━━━━━ DATA FOR THIS TASK ━━━━━

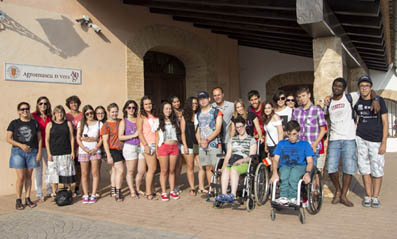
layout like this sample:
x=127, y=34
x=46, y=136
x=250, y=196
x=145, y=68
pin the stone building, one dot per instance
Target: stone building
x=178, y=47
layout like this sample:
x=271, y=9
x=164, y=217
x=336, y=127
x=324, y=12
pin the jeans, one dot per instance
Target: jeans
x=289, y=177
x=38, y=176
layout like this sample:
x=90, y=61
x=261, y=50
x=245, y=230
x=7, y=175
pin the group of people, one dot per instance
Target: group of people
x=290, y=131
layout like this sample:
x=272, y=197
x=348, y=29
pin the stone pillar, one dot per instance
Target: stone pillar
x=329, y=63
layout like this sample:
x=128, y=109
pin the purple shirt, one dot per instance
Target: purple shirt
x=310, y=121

━━━━━

■ WHAT YOU ARE ASKED TO DO
Would you set down the records above once more, exactly, with the pictures removed?

■ FINISHED EXERCISE
layout like this sample:
x=127, y=34
x=46, y=136
x=250, y=196
x=145, y=68
pin the stone building, one dot per instance
Target: stone building
x=178, y=47
layout like this sample:
x=271, y=9
x=164, y=217
x=336, y=127
x=324, y=12
pin the jeans, one dot per instance
Target: jeans
x=289, y=177
x=38, y=176
layout like this sample:
x=90, y=61
x=261, y=50
x=245, y=230
x=7, y=175
pin the group of people, one dot per instance
Target: group of people
x=290, y=131
layout like this sample:
x=272, y=197
x=348, y=29
pin the stone pillar, one dot per instance
Target: stone pillar
x=329, y=63
layout like this sample:
x=128, y=109
pin the purple shirt, one dot per instance
Target: purple shirt
x=310, y=121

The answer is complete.